» **Written request**:
Can you turn the entries below into a numbered list, one line per number, leaving out any blank lines?

##### Data shown

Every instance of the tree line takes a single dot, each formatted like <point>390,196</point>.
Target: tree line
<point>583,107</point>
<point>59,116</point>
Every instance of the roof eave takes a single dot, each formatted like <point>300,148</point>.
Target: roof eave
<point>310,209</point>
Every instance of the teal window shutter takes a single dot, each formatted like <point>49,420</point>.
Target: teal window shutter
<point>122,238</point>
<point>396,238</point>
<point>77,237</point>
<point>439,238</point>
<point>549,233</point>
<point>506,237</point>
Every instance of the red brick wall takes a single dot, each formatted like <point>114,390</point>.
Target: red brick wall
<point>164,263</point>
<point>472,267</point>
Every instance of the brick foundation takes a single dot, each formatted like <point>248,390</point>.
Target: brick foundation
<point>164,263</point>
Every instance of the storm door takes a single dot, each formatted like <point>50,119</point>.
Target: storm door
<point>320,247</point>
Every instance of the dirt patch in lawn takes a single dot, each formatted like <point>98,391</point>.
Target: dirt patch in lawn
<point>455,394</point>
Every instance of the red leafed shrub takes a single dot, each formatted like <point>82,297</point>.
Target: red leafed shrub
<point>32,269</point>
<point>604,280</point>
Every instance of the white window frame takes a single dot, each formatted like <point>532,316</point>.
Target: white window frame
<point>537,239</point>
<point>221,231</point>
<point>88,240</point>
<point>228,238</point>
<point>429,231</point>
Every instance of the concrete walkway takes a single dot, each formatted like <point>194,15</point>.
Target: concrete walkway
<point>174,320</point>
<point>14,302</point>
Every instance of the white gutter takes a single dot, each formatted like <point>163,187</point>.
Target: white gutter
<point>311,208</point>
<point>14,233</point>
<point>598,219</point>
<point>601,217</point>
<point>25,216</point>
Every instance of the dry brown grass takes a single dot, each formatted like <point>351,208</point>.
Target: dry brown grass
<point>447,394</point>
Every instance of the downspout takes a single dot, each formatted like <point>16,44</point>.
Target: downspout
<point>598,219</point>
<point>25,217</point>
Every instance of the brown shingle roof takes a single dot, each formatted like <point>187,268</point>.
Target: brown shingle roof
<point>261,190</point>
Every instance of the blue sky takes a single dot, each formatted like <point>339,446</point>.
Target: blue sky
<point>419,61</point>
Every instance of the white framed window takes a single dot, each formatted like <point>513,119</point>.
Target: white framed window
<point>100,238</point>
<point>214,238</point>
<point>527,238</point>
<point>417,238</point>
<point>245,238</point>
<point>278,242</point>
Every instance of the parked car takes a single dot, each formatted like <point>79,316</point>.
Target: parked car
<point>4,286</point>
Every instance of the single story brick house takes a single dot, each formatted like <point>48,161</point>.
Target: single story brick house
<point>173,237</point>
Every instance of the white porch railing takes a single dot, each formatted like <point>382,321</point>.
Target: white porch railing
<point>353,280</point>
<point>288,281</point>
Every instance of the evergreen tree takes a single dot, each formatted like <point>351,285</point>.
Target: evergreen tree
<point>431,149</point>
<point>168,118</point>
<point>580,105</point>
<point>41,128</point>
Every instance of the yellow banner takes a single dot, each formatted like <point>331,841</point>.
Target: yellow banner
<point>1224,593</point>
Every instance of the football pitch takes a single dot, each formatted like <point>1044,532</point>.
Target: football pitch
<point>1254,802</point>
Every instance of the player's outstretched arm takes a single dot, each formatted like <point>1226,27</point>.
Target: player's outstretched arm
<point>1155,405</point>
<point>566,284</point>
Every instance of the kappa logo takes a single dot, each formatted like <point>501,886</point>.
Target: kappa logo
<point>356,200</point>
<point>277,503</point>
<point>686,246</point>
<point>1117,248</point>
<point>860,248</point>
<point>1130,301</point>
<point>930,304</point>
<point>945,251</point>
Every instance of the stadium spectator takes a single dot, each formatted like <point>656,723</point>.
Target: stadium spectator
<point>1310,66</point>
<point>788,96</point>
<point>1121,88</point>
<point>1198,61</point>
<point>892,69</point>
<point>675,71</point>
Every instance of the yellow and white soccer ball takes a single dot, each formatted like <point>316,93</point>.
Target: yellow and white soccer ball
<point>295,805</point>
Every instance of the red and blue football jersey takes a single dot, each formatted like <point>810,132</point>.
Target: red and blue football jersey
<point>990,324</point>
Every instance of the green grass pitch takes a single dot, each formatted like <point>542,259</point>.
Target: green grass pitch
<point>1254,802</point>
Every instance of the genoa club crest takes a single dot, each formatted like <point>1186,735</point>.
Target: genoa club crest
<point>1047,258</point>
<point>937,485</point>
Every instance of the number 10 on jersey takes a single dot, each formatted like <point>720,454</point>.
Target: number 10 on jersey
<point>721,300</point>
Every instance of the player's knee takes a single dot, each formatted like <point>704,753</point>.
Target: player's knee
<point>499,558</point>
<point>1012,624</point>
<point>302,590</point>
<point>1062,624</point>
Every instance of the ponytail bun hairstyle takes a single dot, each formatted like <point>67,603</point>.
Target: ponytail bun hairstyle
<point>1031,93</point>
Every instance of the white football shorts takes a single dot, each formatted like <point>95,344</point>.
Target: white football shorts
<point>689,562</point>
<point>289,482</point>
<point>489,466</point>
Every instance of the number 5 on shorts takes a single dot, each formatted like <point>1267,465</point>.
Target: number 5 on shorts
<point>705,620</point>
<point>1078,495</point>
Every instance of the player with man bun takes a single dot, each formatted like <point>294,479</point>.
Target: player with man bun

##########

» **Final result**:
1. Every instance of the tree line takes a single dot, each formatted like <point>390,196</point>.
2. Target: tree line
3. <point>583,107</point>
4. <point>59,116</point>
5. Every instance of the roof eave takes a single dot, each formatted like <point>300,148</point>.
6. Target: roof eave
7. <point>310,209</point>
8. Every instance of the teal window shutter takes a single dot, each formatted like <point>49,420</point>.
9. Target: teal window shutter
10. <point>122,238</point>
11. <point>396,238</point>
12. <point>77,237</point>
13. <point>439,238</point>
14. <point>549,233</point>
15. <point>506,237</point>
16. Every instance of the red brick wall takes a single dot, each formatted like <point>114,390</point>.
17. Target: red brick wall
18. <point>164,263</point>
19. <point>472,267</point>
20. Every instance of the brick foundation takes a single dot, each formatted like <point>248,390</point>.
21. Target: brick foundation
22. <point>164,263</point>
23. Every instance of the storm door takes a single dot, each formatted like <point>50,119</point>.
24. Target: storm door
25. <point>320,247</point>
26. Every instance of the dirt patch in lawn takes a single dot, each formatted like <point>98,391</point>.
27. Target: dirt patch in lawn
28. <point>455,394</point>
29. Every instance of the red leafed shrub takes a single dot, each formatted like <point>82,297</point>.
30. Target: red leafed shrub
31. <point>32,269</point>
32. <point>604,280</point>
33. Every instance of the white window frame takes a single dot, each formatted like <point>532,316</point>.
34. Target: white window frame
35. <point>537,239</point>
36. <point>221,231</point>
37. <point>88,240</point>
38. <point>228,238</point>
39. <point>429,231</point>
40. Every instance of the concrete walkway takes a single dot, each formatted like <point>194,15</point>.
41. Target: concrete walkway
42. <point>174,320</point>
43. <point>14,302</point>
44. Every instance of the white gutter takes a single dot, each formatted like <point>163,187</point>.
45. Target: white gutter
46. <point>311,208</point>
47. <point>14,233</point>
48. <point>598,219</point>
49. <point>601,217</point>
50. <point>25,216</point>
51. Every instance of the dry brown grass takes a single dot, each formatted like <point>351,208</point>.
52. Target: dry brown grass
53. <point>447,394</point>
54. Every instance of the downspout takes a single dot, each formatted like <point>16,44</point>.
55. Target: downspout
56. <point>598,219</point>
57. <point>25,217</point>
58. Every instance of the brown shingle roof takes a single dot, each formatted like <point>187,268</point>.
59. Target: brown shingle roof
60. <point>261,190</point>
61. Every instance of the blue sky takes a single dot, each formatted like <point>339,446</point>.
62. Target: blue sky
63. <point>419,61</point>
64. Every instance of the white framed window takes a single dot, each formatted like <point>513,119</point>.
65. Target: white framed window
66. <point>100,238</point>
67. <point>214,238</point>
68. <point>527,238</point>
69. <point>417,238</point>
70. <point>245,238</point>
71. <point>278,242</point>
72. Every instance of the parked car takes a single dot, each formatted like <point>79,316</point>.
73. Target: parked car
74. <point>4,286</point>
75. Every instance of the single story brick house takes a single dot, each formatted like <point>48,161</point>.
76. Target: single story brick house
77. <point>173,237</point>
78. Every instance of the white porch railing takes a single dot, each formatted like <point>382,321</point>.
79. Target: white porch railing
80. <point>353,280</point>
81. <point>288,281</point>
82. Every instance of the evergreen tree takes a single dot, each formatted like <point>351,285</point>.
83. Target: evergreen tree
84. <point>431,149</point>
85. <point>168,118</point>
86. <point>580,105</point>
87. <point>41,128</point>
88. Every instance of the yellow banner takes a single dot, each formatted like <point>331,841</point>.
89. Target: yellow banner
90. <point>1224,593</point>
91. Every instance of the football pitch takes a single dot, each formatted like <point>1044,532</point>.
92. Target: football pitch
93. <point>1254,802</point>
94. Every instance of the player's outstretched arm takes a single dot, each formatted like <point>1226,27</point>.
95. Target: player's outstretched arm
96. <point>1155,405</point>
97. <point>566,284</point>
98. Every instance of the kappa logo takes a single dot, each formatted like <point>501,886</point>.
99. Target: kappa logo
100. <point>356,200</point>
101. <point>277,503</point>
102. <point>686,246</point>
103. <point>1117,248</point>
104. <point>860,248</point>
105. <point>1130,301</point>
106. <point>930,304</point>
107. <point>945,251</point>
108. Every instance of the stadium spectator takes a single dot, each formatted like <point>656,723</point>.
109. Target: stadium spectator
110. <point>1310,66</point>
111. <point>788,96</point>
112. <point>1121,88</point>
113. <point>1198,61</point>
114. <point>892,69</point>
115. <point>675,71</point>
116. Every instance of the yellow and white soccer ball takes a single dot, each formatted like <point>316,93</point>.
117. Target: yellow and white soccer ball
118. <point>295,805</point>
119. Every instance of the red and blue football jersey takes a single dot, each formatted like <point>810,132</point>.
120. Target: red and blue football jersey
121. <point>990,324</point>
122. Every instance of the green grass pitch takes a single dot, each formatted like <point>542,259</point>.
123. Target: green grass pitch
124. <point>1254,802</point>
125. Every instance of the genoa club crest takes a single dot, each formatted like <point>1186,735</point>.
126. Target: genoa club crest
127. <point>1047,258</point>
128. <point>937,485</point>
129. Every instance of the number 10 on jersey takes a single dot, each formatted like <point>720,454</point>.
130. Target: number 10 on jersey
131. <point>721,300</point>
132. Every instance of the player's knee takes a single dot, each formatted like <point>704,753</point>.
133. Target: player's knee
134. <point>499,558</point>
135. <point>1012,624</point>
136. <point>302,590</point>
137. <point>1062,624</point>
138. Every instance of the ponytail bun hairstyle takes a single dot, each formatted like <point>67,603</point>.
139. Target: ponytail bun hairstyle
140. <point>1031,93</point>
141. Every instance of the white football shorts takes a single dot, each formatted like <point>95,344</point>.
142. Target: white football shorts
143. <point>689,562</point>
144. <point>289,482</point>
145. <point>489,466</point>
146. Every instance of the number 5 on shorts takes a single dot, each formatted like <point>1267,465</point>.
147. Target: number 5 on shorts
148. <point>705,620</point>
149. <point>1078,495</point>
150. Every instance of the player with man bun takes a single dot, each formatted like <point>294,479</point>.
151. Target: player with man bun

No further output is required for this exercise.